▸ **Things to do**:
**a)** List every language family named in the introduction on the borderland between song and speech.
**b)** In the introduction on the borderland between song and speech, in which city was the 2010 conference on endangered languages and musics organized?
**c)** Continue the introduction on the borderland between song and speech, picking up right after its final sentence.

▸ **Text excerpt**:
------------------------------
Håkan Lundstöm and Jan-Olof Svantesson
Editors
1
The borderland: singing or speaking or both?
Håkan Lundström and Jan-Olof Svantesson
The aim of this study was to pursue greater knowledge of vocal expressions in the borderland between speech and song through collaboration between researchers with different approaches, with a view to developing an interdisciplinary method for the analysis of such expressions. The research presented here is the outcome of the research project ‘In the Borderland between Song and Speech. Vocal Expressions in Oral Cultures’ carried out in 2011–14 with support from the Swedish Research Council. The starting point was a conference on endangered languages and musics, Humanities of the Lesser-Known, organized in Lund in 2010, which brought together those who came to be the members of the Borderland project.¹
The material is intercultural and includes a variety of language and music contexts: Kammu (Laos), Akha (Thailand), Seediq (Taiwan), Tanana (Interior Alaska), and Ryukyuan (Okinawa, Japan). A long-term aim has also been to play a part in the revitalization of such oral traditions and to contribute to their sustainability. The languages belong to different language families, Austroasiatic (Kammu), Sino-Tibetan (Akha), Austronesian (Seediq), Athabascan (Tanana), and Japonic (Ryukyuan). They are spoken in different parts of the world, but they also have much in common. Except for Ryukyuan, they lack a written tradition, and most of them are endangered to some degree. Tanana and Ryukyuan have very few speakers, and even Kammu, with at least half a million speakers and Akha with still more, are under constant pressure from the majority languages in their areas. Kammu and Akha are fully fledged tone languages and Tanana and Ryukyuan use lexical tones to some extent.
------------------------------
▸ **Dataset excerpts**:
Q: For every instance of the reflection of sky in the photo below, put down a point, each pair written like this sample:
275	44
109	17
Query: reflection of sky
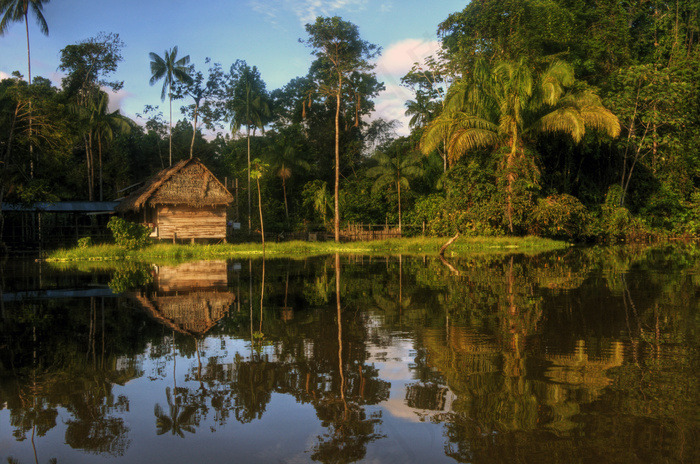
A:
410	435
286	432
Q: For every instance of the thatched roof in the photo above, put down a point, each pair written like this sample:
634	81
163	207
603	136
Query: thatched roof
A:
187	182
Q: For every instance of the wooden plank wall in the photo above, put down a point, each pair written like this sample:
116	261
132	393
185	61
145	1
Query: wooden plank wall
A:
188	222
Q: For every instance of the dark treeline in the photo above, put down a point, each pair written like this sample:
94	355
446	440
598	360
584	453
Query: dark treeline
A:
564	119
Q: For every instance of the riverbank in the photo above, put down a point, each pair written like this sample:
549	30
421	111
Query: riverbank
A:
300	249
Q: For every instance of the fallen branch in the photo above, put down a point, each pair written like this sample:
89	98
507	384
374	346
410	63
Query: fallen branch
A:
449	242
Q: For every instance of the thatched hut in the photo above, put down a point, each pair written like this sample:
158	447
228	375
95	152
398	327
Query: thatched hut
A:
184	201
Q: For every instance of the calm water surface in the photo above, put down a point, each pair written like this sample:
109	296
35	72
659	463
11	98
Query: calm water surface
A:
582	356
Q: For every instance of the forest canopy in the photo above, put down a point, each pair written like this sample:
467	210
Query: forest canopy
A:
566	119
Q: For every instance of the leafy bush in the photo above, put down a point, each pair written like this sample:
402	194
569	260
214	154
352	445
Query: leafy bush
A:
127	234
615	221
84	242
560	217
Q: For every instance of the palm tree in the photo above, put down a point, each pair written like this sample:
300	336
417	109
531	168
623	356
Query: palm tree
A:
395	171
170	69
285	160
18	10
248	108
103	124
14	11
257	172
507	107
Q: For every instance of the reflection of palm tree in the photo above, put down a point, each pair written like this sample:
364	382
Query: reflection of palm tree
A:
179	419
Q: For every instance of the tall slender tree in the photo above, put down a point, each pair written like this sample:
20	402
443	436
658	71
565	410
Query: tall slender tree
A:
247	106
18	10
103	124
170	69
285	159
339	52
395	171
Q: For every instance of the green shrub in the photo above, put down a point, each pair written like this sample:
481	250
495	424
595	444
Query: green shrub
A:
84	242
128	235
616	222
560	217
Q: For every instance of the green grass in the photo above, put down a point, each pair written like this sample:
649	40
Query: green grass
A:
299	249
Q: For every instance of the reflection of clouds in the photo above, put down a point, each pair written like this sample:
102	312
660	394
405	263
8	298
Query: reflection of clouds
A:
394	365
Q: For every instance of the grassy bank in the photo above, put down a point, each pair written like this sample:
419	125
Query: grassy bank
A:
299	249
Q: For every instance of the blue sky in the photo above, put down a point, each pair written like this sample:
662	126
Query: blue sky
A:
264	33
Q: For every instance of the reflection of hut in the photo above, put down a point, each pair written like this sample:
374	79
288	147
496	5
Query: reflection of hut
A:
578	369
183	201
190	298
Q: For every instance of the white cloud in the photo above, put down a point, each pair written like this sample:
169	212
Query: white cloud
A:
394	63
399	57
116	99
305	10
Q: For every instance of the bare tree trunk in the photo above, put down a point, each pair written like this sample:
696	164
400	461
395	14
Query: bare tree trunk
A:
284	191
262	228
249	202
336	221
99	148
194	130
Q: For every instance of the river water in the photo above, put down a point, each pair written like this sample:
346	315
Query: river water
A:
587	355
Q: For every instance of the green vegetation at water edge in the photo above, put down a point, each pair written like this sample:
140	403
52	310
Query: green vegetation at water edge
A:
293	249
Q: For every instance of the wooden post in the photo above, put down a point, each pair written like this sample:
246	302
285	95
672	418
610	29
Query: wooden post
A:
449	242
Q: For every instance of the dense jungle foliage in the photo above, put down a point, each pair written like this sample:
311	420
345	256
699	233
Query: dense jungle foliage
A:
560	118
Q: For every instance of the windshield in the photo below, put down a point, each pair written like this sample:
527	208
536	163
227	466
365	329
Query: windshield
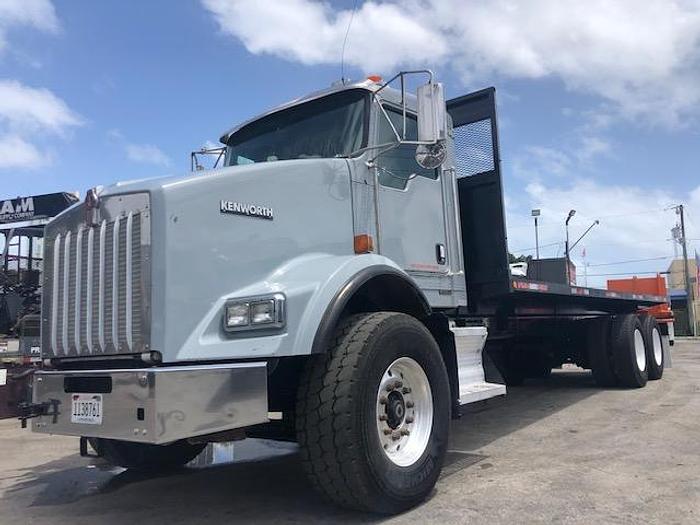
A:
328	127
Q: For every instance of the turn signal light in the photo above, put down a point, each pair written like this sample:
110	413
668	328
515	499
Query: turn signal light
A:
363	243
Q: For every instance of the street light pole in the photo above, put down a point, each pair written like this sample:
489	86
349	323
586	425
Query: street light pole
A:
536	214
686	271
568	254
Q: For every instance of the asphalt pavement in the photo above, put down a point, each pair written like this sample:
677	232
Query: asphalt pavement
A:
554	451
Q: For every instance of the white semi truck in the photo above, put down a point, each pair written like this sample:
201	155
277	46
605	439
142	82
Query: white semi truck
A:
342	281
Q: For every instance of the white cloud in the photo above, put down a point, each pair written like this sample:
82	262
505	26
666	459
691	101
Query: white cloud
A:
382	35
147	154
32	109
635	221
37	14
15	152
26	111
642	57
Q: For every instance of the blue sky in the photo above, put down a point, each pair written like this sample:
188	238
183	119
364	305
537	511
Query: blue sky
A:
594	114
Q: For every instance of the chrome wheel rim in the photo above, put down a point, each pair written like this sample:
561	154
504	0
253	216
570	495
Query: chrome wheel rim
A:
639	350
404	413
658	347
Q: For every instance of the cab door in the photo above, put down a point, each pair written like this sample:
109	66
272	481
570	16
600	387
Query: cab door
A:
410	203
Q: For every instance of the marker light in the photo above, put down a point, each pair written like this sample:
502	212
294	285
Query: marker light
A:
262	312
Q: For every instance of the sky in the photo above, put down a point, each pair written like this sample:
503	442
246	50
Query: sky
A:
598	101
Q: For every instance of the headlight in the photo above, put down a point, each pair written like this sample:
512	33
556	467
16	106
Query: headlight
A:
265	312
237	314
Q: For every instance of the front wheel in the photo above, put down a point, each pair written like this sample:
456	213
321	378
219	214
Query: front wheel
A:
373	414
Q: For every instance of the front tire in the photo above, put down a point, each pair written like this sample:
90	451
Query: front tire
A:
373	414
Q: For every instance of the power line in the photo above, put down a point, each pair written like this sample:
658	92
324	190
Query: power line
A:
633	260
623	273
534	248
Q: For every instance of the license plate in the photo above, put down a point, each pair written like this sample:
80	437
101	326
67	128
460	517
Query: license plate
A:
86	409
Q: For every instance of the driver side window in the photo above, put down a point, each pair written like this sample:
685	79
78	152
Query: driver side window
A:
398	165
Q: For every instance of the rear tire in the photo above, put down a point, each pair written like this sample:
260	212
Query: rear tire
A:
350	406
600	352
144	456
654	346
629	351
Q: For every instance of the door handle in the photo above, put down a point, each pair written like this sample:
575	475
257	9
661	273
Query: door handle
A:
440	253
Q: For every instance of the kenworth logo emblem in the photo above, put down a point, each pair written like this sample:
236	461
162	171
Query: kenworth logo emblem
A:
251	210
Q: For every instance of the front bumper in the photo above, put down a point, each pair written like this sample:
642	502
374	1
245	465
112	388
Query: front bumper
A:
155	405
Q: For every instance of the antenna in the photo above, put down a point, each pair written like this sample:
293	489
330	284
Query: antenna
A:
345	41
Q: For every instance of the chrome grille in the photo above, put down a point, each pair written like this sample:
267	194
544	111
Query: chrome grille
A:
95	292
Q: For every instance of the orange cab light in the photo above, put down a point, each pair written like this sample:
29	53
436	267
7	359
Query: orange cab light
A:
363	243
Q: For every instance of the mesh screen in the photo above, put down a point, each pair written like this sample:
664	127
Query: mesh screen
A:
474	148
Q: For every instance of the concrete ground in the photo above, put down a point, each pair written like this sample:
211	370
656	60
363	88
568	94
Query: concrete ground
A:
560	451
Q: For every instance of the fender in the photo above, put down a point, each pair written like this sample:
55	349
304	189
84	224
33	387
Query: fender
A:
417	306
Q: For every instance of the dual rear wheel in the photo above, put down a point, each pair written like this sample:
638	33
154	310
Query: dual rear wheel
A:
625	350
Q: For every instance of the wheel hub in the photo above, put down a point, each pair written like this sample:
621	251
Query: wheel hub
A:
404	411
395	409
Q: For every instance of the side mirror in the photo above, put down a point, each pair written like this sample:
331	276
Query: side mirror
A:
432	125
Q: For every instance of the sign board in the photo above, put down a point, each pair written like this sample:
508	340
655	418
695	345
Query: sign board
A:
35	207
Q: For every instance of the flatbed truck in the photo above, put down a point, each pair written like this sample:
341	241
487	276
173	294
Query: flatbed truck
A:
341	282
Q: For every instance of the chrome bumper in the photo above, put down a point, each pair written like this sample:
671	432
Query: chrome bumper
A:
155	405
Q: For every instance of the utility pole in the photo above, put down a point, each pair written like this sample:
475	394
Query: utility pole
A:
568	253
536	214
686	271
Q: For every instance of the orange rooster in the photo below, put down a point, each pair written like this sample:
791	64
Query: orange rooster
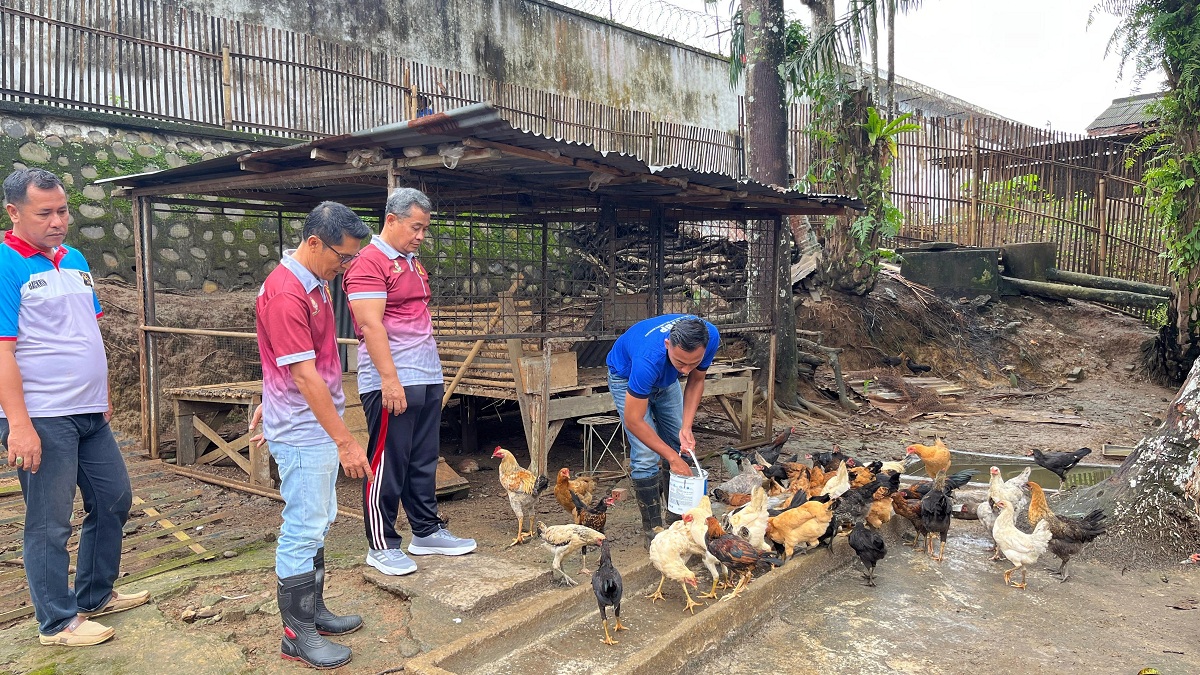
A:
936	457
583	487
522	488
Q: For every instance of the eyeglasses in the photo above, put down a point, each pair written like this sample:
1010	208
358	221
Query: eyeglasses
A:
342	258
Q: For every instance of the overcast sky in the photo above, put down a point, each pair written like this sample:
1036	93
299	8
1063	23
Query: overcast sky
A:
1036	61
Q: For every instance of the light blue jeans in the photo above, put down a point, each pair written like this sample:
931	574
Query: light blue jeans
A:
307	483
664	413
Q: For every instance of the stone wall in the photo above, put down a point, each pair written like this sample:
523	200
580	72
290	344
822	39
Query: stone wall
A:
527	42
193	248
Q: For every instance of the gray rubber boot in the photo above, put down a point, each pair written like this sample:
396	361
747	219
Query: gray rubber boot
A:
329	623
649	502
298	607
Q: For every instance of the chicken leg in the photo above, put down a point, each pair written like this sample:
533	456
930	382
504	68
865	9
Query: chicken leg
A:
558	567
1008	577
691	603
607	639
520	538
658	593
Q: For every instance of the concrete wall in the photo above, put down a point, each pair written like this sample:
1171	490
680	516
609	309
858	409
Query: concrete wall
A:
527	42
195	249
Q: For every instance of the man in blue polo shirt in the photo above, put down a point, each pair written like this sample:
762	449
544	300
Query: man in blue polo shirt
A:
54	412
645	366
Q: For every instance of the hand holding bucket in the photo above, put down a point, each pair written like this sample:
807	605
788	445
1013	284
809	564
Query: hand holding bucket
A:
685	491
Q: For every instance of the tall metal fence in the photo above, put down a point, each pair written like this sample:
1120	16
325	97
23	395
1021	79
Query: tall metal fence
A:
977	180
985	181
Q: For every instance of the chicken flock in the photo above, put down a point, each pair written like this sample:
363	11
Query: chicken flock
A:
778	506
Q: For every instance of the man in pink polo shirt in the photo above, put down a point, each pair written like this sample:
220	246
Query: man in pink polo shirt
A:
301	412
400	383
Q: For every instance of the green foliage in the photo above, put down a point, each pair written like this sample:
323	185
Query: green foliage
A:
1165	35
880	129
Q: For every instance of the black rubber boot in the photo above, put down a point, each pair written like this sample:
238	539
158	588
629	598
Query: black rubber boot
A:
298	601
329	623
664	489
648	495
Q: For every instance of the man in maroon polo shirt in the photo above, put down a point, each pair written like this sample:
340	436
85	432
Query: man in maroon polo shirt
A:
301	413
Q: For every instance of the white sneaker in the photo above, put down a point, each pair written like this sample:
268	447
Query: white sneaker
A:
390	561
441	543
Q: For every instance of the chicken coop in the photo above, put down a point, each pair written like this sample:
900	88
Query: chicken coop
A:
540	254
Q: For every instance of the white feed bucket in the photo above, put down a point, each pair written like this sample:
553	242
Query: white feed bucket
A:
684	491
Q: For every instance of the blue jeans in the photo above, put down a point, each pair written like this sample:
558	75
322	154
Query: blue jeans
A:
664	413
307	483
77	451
------------------------------
▸ **Answers by task**:
**a)** Austroasiatic, Sino-Tibetan, Austronesian, Athabascan, Japonic

**b)** Lund

**c)**
Our main interest has not been in what is performed – be it ‘song’, ‘recitation’, ‘prayer’, or ‘narration’ – but in the techniques that make improvisation, variation, re-creation, and creation possible in the kind of performances we include in the concept vocal expression. Thus, we focus on performance and not on the vocal expressions as artefacts. When we speak of transmission, it is not about the transmission of individual ‘poems’ or ‘songs’ but about the intergenerational transmission of the techniques used in order to realize vocal expressions in performance. When we study material from diverse cultures, the goal is not comparison in itself but, rather, understanding the diversity of culturally specific techniques of performance.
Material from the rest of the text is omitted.